▶ [GIVEN TASK 1] Convert the portion of the records running from the line containing "The scan above contains the navy polo" down to the line containing "[179,161,254,300]", both included, into a JSON list of strings with one string per line and blank lines omitted. Include no other part of the records.

Was Eden a real place?

This sort of goes along with my other thread that asked several biblical questions. This time the question is…was (or could) Eden have been a real, actual place?

I was watching a show on the History Channel that brought up the fact that the creation story has origins far older than those in the Old Testament. Additionally, recent satellite imagery seems to indicate that, indeed, 4 rivers (like in the bible) did meet in what is now the Persian Gulf approximately 6000-7000 year ago. According to the show, at the time the Persian Gulf was above sea level and basically a fertile valley fed by the 4 rivers (Tigris and Euphrates, and too ‘fossil rivers’ the Pison and Gihon).

▶ [GIVEN TASK 2] In the post about Eden, which two rivers are called "fossil rivers"?

▶ [SUPPLIED DATA]

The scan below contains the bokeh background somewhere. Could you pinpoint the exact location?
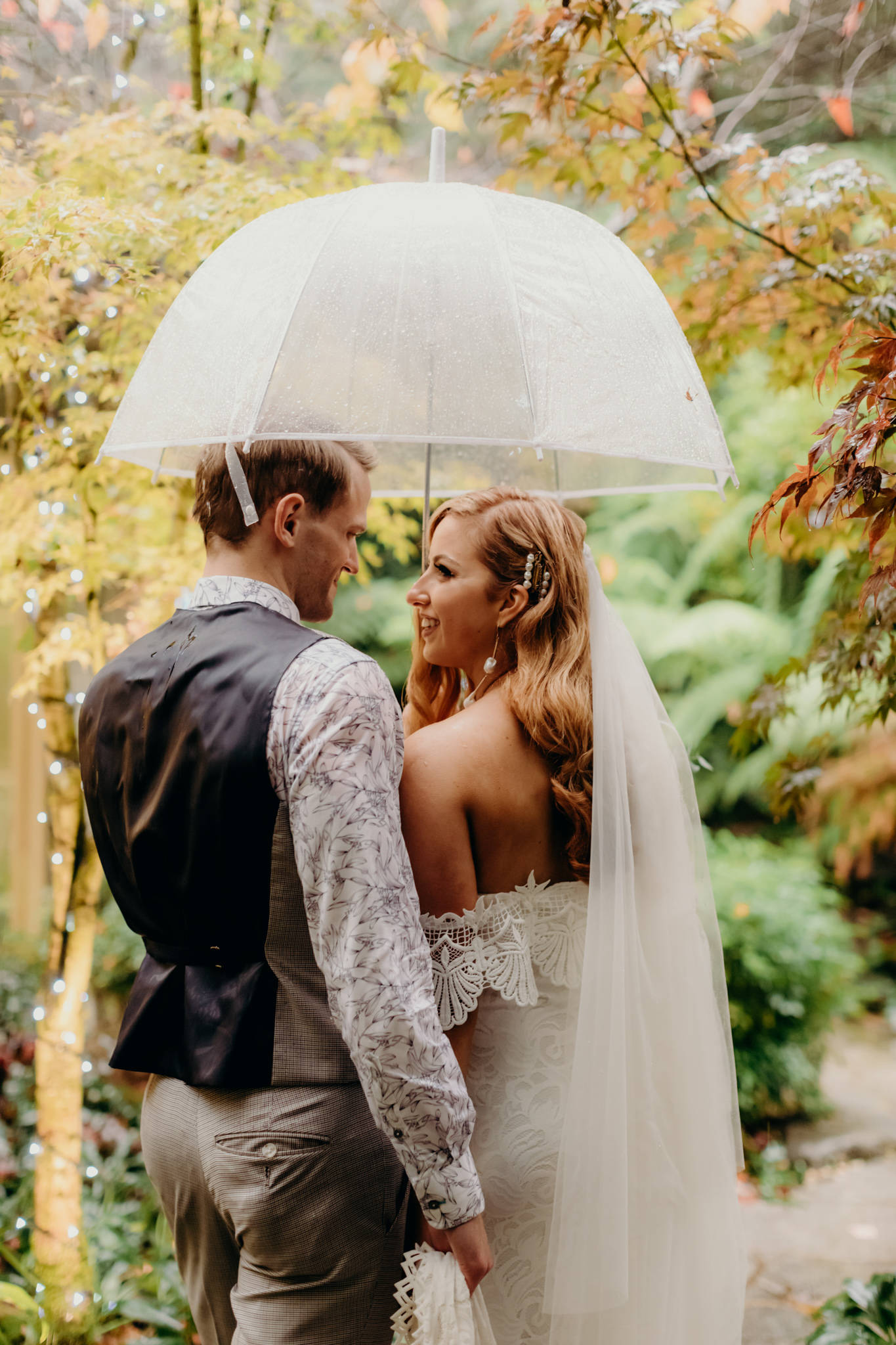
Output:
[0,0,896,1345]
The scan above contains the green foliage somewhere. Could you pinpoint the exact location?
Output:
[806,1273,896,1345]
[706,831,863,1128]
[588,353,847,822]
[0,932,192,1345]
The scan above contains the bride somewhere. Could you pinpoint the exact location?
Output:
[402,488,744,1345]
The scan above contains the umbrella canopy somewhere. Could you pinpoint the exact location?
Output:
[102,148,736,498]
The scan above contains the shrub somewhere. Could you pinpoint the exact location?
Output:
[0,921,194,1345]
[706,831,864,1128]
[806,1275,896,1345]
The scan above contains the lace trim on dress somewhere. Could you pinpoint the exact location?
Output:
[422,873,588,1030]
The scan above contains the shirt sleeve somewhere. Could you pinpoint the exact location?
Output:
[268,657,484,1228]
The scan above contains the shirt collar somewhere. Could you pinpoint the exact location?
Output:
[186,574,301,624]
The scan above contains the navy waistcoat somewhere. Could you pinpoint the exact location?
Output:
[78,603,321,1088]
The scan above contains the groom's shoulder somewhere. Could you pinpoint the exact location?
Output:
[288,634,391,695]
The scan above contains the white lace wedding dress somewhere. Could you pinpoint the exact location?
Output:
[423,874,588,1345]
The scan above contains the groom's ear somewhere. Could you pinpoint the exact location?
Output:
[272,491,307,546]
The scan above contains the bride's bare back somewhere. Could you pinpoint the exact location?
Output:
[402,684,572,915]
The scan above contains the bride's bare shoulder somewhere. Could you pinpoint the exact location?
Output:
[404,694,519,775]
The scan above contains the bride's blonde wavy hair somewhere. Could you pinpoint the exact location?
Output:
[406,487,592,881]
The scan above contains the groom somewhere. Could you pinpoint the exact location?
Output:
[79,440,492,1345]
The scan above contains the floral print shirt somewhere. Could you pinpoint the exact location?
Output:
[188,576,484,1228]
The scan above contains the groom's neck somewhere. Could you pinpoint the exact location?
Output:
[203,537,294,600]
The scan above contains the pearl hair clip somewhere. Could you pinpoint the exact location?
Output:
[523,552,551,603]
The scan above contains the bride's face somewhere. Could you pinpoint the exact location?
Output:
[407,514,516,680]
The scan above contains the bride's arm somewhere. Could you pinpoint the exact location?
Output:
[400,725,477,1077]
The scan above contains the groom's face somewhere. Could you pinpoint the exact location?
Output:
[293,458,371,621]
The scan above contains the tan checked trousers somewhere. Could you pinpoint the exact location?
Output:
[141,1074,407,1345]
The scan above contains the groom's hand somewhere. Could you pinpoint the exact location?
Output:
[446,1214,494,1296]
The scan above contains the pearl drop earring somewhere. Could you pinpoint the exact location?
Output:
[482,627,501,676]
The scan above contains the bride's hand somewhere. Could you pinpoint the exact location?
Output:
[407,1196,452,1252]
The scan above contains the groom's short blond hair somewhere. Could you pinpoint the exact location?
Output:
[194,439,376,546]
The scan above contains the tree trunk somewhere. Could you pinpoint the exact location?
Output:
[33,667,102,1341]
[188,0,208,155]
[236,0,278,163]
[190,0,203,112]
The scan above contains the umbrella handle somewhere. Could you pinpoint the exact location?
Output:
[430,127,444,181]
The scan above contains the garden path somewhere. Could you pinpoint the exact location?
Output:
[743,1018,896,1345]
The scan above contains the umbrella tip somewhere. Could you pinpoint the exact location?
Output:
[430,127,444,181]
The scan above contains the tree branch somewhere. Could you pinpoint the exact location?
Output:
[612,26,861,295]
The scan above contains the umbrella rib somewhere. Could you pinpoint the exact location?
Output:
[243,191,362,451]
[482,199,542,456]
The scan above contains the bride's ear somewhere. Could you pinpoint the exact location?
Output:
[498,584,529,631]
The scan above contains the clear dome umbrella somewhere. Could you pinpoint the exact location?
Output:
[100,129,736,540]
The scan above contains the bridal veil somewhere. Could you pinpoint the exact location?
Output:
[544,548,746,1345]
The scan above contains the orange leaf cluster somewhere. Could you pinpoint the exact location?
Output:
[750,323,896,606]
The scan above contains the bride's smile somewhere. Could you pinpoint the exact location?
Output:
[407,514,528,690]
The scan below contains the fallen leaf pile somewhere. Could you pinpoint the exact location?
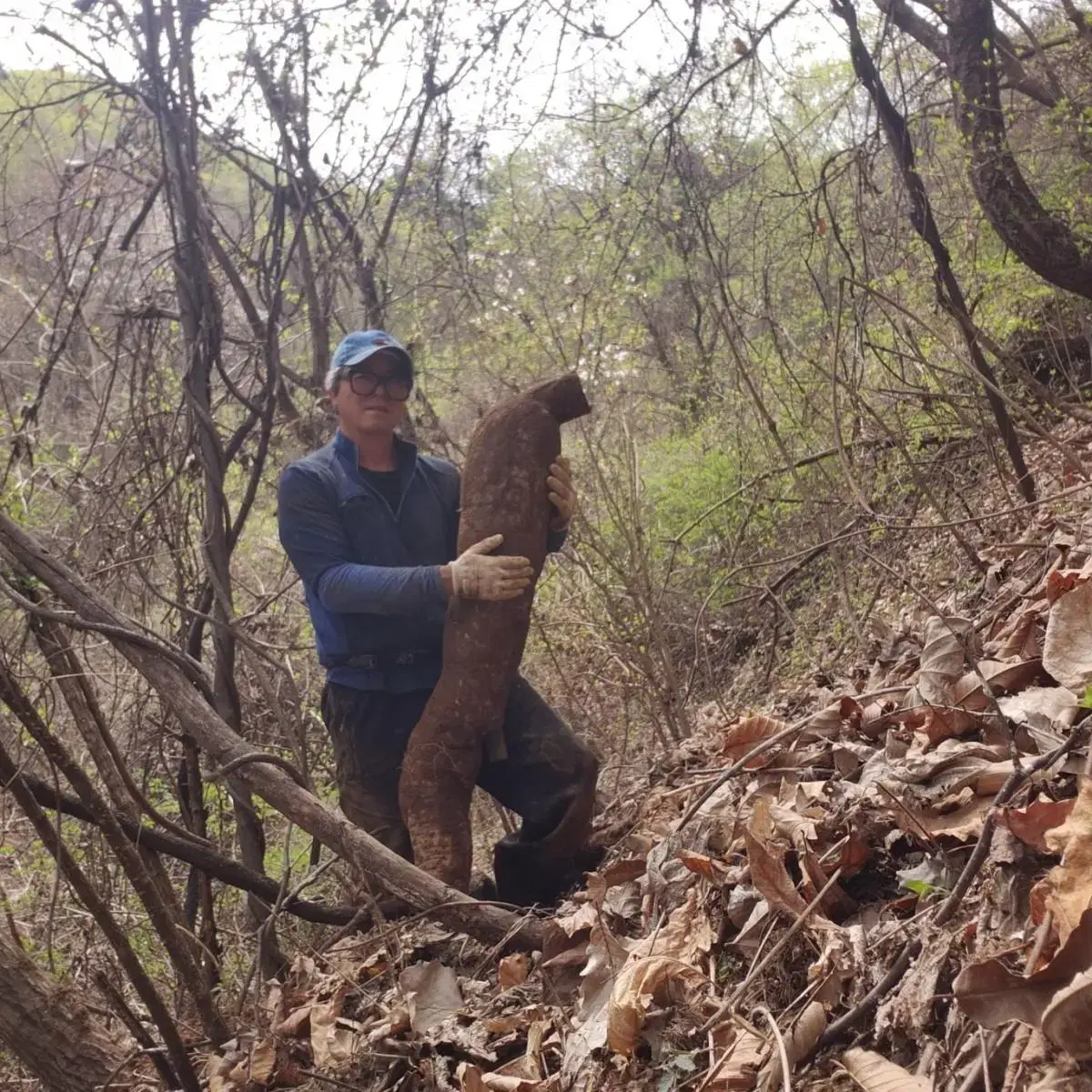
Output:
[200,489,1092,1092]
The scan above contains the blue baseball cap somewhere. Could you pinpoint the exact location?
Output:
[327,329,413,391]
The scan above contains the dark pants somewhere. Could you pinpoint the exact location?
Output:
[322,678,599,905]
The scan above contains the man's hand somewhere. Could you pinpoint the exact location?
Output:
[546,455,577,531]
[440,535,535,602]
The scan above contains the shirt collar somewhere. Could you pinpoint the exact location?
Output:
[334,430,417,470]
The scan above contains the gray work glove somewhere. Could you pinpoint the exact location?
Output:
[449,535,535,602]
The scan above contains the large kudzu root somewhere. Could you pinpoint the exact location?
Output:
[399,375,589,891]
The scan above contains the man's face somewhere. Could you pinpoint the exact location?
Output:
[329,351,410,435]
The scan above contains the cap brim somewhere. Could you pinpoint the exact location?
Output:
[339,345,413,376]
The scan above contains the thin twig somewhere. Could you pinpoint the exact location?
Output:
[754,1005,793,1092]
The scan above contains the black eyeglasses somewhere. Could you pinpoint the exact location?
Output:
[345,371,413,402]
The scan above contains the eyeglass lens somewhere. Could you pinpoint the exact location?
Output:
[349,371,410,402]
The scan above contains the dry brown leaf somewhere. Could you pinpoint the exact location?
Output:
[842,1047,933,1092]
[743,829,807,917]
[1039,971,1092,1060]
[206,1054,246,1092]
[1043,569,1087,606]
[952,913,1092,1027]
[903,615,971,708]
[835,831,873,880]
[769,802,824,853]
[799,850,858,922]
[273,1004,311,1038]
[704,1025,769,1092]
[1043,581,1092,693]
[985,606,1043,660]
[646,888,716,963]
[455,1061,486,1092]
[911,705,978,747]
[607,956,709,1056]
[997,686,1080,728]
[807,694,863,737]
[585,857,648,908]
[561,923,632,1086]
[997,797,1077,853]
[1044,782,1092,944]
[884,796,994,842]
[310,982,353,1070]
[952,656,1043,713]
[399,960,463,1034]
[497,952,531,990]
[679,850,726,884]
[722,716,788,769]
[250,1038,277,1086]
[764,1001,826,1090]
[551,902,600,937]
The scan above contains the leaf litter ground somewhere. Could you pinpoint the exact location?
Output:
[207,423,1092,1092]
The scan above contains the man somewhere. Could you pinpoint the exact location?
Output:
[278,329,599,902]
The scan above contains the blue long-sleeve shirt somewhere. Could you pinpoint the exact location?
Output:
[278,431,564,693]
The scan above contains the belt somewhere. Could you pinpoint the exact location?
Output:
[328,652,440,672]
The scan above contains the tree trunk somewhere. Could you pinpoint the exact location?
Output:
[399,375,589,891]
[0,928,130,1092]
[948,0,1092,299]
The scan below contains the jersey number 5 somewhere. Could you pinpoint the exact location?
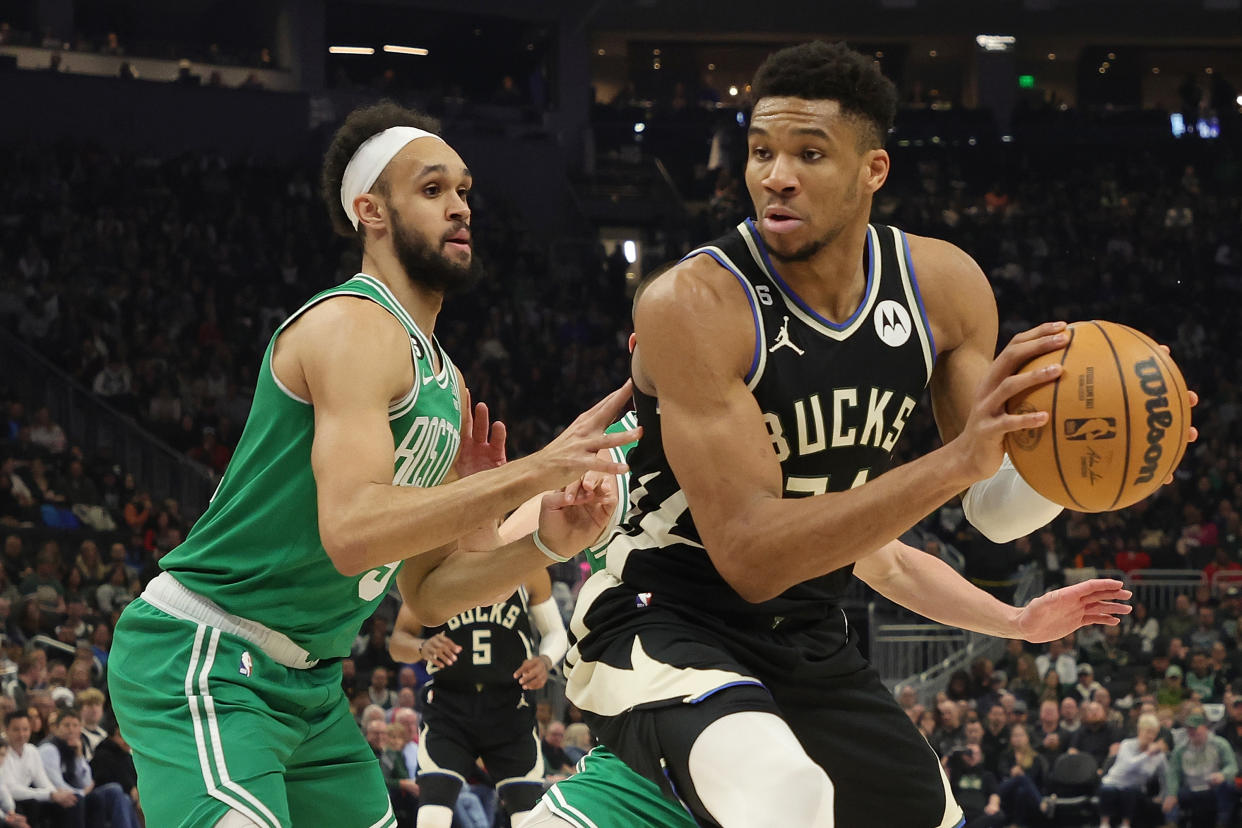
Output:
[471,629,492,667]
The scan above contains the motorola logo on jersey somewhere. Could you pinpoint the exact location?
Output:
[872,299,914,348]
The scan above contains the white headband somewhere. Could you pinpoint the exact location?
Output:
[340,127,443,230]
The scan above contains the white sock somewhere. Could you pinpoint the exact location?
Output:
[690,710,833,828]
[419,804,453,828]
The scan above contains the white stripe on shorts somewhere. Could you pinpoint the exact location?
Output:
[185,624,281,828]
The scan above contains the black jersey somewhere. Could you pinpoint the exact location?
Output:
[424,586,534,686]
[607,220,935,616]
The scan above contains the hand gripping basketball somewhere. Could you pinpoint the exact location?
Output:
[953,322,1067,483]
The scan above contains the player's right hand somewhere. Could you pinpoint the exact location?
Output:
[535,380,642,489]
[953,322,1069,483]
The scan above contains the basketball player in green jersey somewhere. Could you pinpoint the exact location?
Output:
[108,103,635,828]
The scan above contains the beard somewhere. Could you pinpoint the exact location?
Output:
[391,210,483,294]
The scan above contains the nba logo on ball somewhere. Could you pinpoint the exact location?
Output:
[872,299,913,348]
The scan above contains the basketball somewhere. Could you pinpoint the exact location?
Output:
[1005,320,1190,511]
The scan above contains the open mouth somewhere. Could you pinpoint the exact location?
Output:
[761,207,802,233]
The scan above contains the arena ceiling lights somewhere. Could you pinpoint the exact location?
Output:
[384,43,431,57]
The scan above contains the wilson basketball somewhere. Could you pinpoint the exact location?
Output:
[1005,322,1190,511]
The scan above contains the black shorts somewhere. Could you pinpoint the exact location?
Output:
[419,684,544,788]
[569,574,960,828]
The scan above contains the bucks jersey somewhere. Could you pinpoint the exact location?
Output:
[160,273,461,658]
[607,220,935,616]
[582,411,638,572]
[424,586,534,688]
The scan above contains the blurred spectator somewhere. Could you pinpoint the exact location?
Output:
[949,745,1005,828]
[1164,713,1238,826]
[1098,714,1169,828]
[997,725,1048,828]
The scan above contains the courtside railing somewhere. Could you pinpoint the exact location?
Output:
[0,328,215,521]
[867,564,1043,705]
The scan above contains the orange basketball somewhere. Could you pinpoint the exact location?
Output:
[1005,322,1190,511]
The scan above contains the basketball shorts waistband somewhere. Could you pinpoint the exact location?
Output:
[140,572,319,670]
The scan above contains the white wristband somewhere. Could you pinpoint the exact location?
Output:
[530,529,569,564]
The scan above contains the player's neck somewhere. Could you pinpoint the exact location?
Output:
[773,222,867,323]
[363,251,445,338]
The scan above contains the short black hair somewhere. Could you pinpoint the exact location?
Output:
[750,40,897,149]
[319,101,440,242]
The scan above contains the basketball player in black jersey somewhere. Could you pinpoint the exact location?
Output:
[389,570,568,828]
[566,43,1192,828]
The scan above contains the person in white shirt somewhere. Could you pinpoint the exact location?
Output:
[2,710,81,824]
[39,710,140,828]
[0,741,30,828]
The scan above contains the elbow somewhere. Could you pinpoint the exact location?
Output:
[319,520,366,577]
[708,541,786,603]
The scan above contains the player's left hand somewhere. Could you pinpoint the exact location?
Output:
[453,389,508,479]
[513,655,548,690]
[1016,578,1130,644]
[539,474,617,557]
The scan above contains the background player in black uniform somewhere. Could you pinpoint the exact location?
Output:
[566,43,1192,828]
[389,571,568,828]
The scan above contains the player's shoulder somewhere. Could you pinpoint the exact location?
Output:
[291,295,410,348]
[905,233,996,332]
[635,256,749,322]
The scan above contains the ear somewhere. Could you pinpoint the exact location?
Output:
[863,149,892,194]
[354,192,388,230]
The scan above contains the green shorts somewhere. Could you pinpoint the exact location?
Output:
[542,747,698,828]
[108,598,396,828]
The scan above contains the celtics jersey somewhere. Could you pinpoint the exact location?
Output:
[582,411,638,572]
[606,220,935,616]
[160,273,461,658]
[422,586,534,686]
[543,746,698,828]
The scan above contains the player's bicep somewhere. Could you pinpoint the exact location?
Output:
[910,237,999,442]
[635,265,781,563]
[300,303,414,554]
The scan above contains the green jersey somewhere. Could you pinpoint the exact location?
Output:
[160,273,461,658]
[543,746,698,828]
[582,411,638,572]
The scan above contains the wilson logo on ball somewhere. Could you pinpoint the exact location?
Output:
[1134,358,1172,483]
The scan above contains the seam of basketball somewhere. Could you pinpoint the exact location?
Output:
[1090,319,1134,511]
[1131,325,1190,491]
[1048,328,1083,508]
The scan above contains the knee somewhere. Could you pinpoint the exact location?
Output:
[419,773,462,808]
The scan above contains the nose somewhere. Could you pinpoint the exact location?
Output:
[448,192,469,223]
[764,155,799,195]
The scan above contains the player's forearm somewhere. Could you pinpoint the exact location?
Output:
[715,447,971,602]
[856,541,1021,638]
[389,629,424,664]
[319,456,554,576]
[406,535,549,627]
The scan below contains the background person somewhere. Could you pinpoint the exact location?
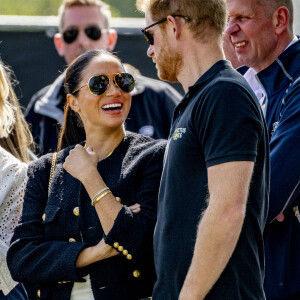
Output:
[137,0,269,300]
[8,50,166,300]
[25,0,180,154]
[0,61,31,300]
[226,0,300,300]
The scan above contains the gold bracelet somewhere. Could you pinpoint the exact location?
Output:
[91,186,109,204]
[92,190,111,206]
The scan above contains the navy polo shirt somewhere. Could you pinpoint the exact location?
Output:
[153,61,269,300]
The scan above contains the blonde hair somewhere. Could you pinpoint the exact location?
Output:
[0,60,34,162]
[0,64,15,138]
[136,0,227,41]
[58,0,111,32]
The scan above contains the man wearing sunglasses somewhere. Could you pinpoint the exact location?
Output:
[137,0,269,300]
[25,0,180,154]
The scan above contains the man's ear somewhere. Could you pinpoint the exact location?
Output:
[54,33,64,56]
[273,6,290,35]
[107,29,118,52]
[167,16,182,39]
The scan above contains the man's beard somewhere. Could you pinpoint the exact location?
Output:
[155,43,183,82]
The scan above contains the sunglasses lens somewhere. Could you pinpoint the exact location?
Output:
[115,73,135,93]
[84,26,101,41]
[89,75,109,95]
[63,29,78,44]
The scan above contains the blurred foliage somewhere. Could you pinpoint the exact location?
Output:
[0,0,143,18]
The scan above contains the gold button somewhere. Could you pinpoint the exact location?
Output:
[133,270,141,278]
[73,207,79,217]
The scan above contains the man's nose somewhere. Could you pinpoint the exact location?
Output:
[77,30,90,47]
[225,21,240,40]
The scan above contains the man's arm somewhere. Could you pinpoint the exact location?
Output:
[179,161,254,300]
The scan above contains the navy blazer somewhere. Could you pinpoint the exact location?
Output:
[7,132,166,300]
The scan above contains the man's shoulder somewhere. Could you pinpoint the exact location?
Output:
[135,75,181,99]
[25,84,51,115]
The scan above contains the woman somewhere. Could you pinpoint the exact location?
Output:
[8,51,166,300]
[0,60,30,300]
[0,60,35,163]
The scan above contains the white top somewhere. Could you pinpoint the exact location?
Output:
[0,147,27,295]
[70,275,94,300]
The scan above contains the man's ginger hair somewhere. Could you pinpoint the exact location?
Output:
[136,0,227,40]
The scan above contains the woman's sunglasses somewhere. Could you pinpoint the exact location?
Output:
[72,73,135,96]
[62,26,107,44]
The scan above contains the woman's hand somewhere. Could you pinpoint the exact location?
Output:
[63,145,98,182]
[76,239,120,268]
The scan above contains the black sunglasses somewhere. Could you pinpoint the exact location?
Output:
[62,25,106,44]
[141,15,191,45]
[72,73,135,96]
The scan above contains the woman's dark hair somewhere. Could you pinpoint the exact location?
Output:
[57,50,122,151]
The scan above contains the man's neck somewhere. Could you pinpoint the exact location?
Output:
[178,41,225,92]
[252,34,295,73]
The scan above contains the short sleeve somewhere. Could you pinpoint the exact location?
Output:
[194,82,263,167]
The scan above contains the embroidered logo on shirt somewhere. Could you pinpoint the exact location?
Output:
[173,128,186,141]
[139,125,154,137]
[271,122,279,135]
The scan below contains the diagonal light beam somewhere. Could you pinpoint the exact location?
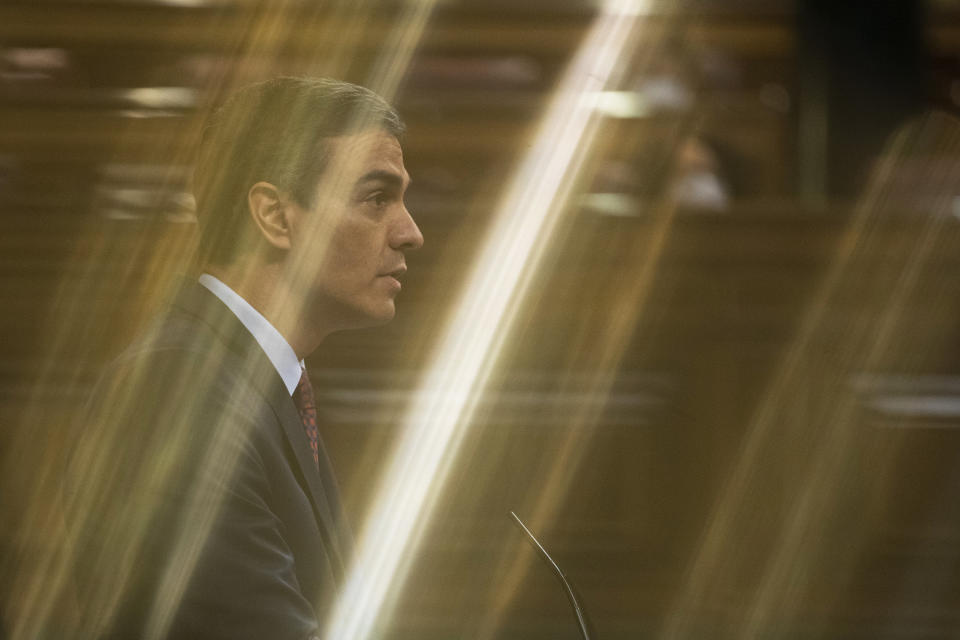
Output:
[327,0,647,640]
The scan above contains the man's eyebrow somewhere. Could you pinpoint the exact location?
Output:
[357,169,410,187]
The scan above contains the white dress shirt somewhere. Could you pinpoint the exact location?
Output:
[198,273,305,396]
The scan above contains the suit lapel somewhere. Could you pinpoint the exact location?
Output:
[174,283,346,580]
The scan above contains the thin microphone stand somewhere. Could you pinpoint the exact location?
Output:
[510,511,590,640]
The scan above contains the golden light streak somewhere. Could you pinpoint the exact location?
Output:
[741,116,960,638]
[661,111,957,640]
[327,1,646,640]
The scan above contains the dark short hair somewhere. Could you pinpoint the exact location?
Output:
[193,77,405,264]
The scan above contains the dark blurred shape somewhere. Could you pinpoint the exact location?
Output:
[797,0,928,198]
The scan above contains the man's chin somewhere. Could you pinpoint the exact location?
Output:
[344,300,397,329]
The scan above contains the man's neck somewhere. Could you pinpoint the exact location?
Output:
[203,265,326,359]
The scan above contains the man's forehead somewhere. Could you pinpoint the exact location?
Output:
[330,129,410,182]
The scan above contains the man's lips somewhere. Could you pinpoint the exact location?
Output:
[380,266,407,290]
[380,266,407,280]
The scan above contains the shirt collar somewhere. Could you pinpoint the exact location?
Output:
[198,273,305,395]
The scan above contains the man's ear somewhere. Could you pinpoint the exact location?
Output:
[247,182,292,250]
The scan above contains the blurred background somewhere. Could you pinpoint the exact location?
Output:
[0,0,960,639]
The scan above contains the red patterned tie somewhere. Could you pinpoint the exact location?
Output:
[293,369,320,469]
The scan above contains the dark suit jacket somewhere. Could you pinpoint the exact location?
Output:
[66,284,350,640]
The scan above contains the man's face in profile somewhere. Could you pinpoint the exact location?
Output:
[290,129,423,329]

▶ [EXERCISE ANSWER 1]
[
  "The scan above contains the navy polo shirt somewhere. Could you pinpoint the exact location?",
  "Output:",
  "[153,61,269,300]",
  "The scan above contains the blonde hair somewhere. Could you pinpoint the exact location?",
  "Output:",
  "[0,60,34,162]",
  "[0,64,15,138]",
  "[136,0,227,41]",
  "[58,0,111,32]",
  "The scan above contains the man wearing sunglasses somewhere. Could you pinpoint the exact location?",
  "Output:",
  "[137,0,269,300]",
  "[25,0,180,154]",
  "The scan above contains the man's ear somewhere. Could you pinpoint the exact location?",
  "Output:",
  "[54,33,64,56]",
  "[273,6,290,35]",
  "[107,29,118,52]",
  "[167,16,182,39]",
  "The scan above contains the man's beard somewhere. Could you pinpoint the exact location?",
  "Output:",
  "[155,43,183,82]",
  "The scan above contains the sunglasses lens somewhere. Could you pinpoint the exact location?",
  "Output:",
  "[115,73,135,93]",
  "[84,26,101,41]",
  "[89,75,109,95]",
  "[63,29,78,44]",
  "The scan above contains the blurred foliage somewhere. Could you pinpoint the exact location?",
  "Output:",
  "[0,0,143,18]",
  "The scan above contains the gold button somewhere. Could you pinpoint the exact location?",
  "Output:",
  "[133,270,141,278]",
  "[73,207,79,217]",
  "The scan above contains the man's nose somewhere. Could you pinpoint the exact location?",
  "Output:",
  "[77,30,90,47]",
  "[225,21,240,40]",
  "The scan above contains the man's arm somewhere. Could you pinpoint the exact location?",
  "Output:",
  "[179,161,254,300]"
]

▶ [EXERCISE ANSWER 2] The Pison and the Gihon.